_ФРАГМЕНТ ТЕКСТА_
☆ ☆ ☆ ☆
Одним из первых среди старшего поколения актеров Художественного театра обратился Василий Иванович к образам нашей современности. Ему принадлежит честь создания образа партизанского вожака Вершинина в спектакле «Бронепоезд 14–69», которым открывается список советских спектаклей Художественного театра. В этой роли, такой неожиданной для всех, кто знал Качалова прежде, великий артист создал подлинно народный характер, выразил всю устремленность к социалистическому будущему, всю ненависть к врагам Родины, которая жила в широких народных массах. В этой роли Качалов был прост, человечен, искренен, мягок. И монументален! Его искусство всегда было прекрасно именно сочетанием естественной простоты с поэтической обобщенностью. Он умел улавливать тончайшие переходы в психологической жизни своих героев и никогда не разменивался на мелочи, давая в каждой роли строгие и крупные обобщения. Так было и в спектакле «Блокада» Всеволода Иванова, где Качалов создал – опять-таки первый на сцене Художественного театра – героический образ большевистского комиссара.
Огромную роль сыграл он в пропаганде советской поэзии. Он любил стихи и знал их так много, что не раз изумлял самих поэтов своей феноменальной осведомленностью. Он мог читать стихи всегда, и казалось, что в мировой поэзии не было поэта, которого бы он не знал. Рассказывают, что незадолго перед смертью его посетила группа врачей. Чтобы точнее узнать состояние его здоровья, они попросили артиста продемонстрировать им состояние его голоса. И, тяжело больной, он начал читать им стихи. Он читал почти час, и врачи стояли около его постели и плакали – так потрясло их это зрелище великого таланта, несокрушимого в своем вдохновении и все же обреченного на смерть.
☆ ☆ ☆ ☆
_ИСХОДНЫЕ ДАННЫЕ_

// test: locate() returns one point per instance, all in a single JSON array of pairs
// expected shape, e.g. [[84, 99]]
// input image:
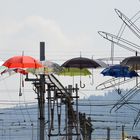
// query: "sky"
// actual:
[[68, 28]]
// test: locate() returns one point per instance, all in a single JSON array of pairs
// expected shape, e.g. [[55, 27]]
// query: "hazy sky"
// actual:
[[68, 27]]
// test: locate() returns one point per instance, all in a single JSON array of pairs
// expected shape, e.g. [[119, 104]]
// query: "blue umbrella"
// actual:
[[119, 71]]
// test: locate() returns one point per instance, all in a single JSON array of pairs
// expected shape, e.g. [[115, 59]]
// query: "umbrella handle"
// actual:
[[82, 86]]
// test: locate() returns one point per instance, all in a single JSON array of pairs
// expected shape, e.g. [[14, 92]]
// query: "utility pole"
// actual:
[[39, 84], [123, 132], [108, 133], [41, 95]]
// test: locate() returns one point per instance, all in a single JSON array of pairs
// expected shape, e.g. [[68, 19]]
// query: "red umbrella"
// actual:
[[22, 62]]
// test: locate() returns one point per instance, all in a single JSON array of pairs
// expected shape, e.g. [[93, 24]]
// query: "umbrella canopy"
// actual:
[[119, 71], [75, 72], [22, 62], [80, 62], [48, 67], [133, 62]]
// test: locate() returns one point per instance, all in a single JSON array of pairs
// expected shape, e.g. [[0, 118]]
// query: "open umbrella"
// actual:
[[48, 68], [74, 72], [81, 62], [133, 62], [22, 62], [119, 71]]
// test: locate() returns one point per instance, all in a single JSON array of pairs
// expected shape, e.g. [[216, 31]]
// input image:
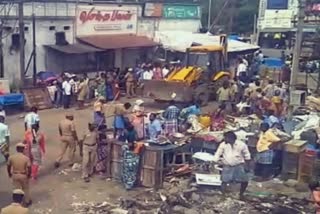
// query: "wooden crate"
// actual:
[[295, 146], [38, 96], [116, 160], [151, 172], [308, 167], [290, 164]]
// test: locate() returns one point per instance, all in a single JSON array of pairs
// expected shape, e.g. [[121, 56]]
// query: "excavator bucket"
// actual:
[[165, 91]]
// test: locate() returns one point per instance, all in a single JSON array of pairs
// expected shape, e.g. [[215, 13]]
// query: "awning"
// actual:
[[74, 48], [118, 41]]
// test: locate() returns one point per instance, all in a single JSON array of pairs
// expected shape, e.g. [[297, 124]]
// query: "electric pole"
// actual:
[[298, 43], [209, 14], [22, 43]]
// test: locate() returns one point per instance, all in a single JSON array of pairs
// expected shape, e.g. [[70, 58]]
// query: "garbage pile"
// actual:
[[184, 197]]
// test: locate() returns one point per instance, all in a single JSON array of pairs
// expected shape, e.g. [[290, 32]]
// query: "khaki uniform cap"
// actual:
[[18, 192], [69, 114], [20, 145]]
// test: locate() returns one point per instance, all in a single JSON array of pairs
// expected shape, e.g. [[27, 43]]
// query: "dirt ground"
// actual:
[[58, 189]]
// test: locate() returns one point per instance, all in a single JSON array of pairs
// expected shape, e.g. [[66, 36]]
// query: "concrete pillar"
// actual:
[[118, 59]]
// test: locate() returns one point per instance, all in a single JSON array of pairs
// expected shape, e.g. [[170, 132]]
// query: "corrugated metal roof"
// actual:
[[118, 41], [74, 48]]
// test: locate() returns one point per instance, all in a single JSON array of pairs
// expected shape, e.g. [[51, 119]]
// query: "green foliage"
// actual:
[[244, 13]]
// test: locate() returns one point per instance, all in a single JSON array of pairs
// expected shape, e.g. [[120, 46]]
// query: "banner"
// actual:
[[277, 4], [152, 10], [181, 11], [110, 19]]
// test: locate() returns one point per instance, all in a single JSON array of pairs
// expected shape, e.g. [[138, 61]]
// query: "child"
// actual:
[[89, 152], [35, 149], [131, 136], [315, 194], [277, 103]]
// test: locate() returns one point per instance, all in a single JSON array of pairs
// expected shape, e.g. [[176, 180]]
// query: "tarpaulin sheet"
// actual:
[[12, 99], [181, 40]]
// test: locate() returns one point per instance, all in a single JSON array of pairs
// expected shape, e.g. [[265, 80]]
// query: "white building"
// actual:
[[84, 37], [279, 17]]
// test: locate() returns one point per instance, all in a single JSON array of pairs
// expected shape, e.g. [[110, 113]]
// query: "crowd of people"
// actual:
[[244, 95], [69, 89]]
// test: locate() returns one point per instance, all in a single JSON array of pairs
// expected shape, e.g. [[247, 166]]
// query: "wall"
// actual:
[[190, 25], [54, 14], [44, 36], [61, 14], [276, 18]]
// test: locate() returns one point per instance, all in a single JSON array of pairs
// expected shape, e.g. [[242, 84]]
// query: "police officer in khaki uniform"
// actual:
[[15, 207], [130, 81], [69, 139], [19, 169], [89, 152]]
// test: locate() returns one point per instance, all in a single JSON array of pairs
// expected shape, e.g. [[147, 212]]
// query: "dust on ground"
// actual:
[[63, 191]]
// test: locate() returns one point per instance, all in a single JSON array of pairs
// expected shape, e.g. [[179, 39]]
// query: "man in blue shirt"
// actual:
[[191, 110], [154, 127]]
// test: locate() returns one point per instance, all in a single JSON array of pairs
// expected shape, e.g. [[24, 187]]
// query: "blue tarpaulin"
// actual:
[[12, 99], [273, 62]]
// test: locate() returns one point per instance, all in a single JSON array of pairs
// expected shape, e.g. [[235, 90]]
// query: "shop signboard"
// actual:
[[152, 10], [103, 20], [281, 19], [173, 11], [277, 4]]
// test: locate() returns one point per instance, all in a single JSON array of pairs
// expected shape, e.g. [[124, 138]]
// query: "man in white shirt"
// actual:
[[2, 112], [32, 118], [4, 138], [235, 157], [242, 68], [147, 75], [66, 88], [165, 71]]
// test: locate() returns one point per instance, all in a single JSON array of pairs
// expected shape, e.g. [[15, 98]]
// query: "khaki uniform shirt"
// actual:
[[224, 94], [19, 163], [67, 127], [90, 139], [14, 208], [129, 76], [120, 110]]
☆ ☆ ☆ ☆
_ЗАДАЧИ ДЛЯ РЕШЕНИЯ_
1 > По тексту о Качалове объясните, почему врачи, слушавшие, как он читает стихи, плакали. Ответьте в одном–трех предложениях.
2 > Повторите из текста о Качалове отрывок, начиная со слов «Огромную роль сыграл» и заканчивая словами «обреченного на смерть.».
3 > Продолжите текст о Качалове после его последнего предложения.
Данные взяты из другого источника.

_ПИСЬМЕННЫЕ ОТВЕТЫ_
1 > Врачей потрясло зрелище великого таланта, несокрушимого в своем вдохновении и все же обреченного на смерть.

2 >
Огромную роль сыграл он в пропаганде советской поэзии. Он любил стихи и знал их так много, что не раз изумлял самих поэтов своей феноменальной осведомленностью. Он мог читать стихи всегда, и казалось, что в мировой поэзии не было поэта, которого бы он не знал. Рассказывают, что незадолго перед смертью его посетила группа врачей. Чтобы точнее узнать состояние его здоровья, они попросили артиста продемонстрировать им состояние его голоса. И, тяжело больной, он начал читать им стихи. Он читал почти час, и врачи стояли около его постели и плакали – так потрясло их это зрелище великого таланта, несокрушимого в своем вдохновении и все же обреченного на смерть.

3 >
Он был весь воплощение жизни, весь устремлен в будущее… С какой надеждой торопил он завтрашний день советского театра, в прекрасном будущем которого он был непоколебимо уверен, с какой верой всматривался он в лица молодежи, которая всегда платила ему за его дивный дар такой горячей и нежной любовью!
Я слышу дивную музыку его голоса, произносящего бессмертные пушкинские строки:
Он очень любил эти стихи, ибо они выражали сущность его оптимистического и мужественного мировосприятия. Он был воинствующий художник, он жил и умер как великий патриот, как артист, весь свой талант, все свое вдохновение отдавший своему народу.
Память о нем бессмертна…
Могучий – это определение, пожалуй, наиболее точно соответствует художественному и человеческому облику Леонида Мироновича Леонидова. Его деятельность в театре вызывает своей силой и яркостью удивление, радость, восторг. Если бы я не видел Леонидова на сцене, я никогда не понял бы, что такое – «мочаловское» в театральном искусстве. И когда я смотрел игру Леонидова, я думал, что легендарный темперамент и яркость Мочалова давались ему такой же дорогой ценой, как и Леонидову.
Путь Леонидова в искусстве был труднее, мучительнее обычных проторенных путей артистов. Он был великий актер. Но не было в его актерской судьбе благополучия. И оттого, что неосуществленными остались многие его замыслы, и, главное, оттого, что прожить с образом и в образе так, как умел Леонидов, было невероятно мучительно и трудно. Он слишком широко и глубоко вбирал в себя жизнь образа, весь, без остатка, отдавался ей. Именно это подчас очень мучило его и привело однажды к тому, что он возненавидел сцену. Для Леонидова не было праздником выйти на сцену, ибо его состояние перед спектаклем походило на казнь, так он волновался за свою психотехнику, подчинится ли она ему. Причем для Леонидова не было разницы между премьерой и рядовым спектаклем. А условного искусства для него не существовало. То, что Станиславский называл искусством представления, Леонидов не понимал и не принимал.